RECORDS SHOWN:
* * * * *
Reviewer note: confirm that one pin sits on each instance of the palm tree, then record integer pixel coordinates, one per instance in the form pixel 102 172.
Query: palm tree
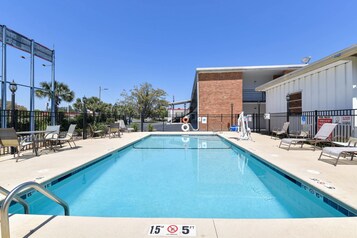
pixel 62 93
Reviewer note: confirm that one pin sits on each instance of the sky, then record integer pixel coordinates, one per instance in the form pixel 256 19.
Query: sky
pixel 116 45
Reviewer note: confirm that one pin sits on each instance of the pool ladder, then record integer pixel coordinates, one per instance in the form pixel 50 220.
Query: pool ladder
pixel 10 196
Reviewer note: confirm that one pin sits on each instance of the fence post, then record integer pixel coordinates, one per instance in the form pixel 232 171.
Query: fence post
pixel 316 121
pixel 221 122
pixel 207 123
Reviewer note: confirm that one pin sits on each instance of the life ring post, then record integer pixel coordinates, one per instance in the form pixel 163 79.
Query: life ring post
pixel 185 127
pixel 185 119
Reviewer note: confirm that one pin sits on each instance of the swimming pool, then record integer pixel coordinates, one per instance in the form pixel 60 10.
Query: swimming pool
pixel 186 177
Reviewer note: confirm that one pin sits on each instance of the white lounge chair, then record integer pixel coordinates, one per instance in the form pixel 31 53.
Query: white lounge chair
pixel 123 127
pixel 52 135
pixel 349 149
pixel 321 136
pixel 114 130
pixel 69 136
pixel 304 133
pixel 282 131
pixel 9 138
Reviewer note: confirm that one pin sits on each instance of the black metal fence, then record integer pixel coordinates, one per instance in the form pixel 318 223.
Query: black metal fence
pixel 345 119
pixel 20 121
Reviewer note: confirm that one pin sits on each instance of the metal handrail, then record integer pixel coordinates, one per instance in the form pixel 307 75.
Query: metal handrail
pixel 5 227
pixel 17 199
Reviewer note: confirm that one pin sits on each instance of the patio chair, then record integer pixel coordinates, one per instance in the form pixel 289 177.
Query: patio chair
pixel 9 138
pixel 304 133
pixel 281 132
pixel 68 137
pixel 95 133
pixel 114 129
pixel 349 149
pixel 51 136
pixel 123 127
pixel 321 136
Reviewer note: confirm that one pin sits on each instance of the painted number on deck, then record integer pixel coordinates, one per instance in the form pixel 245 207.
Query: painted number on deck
pixel 172 230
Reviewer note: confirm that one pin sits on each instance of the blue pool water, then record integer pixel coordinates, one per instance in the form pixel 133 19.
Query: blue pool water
* * * * *
SET PROBLEM: Copy out the items above word for word, from the start through the line containing "pixel 62 93", inclusive, and leave the pictures out.

COMPLETE OUTPUT:
Reviewer note: confirm that one pin sits on each instance of the palm tree, then record integer pixel coordinates, one per instance in the form pixel 102 172.
Query: palm tree
pixel 62 93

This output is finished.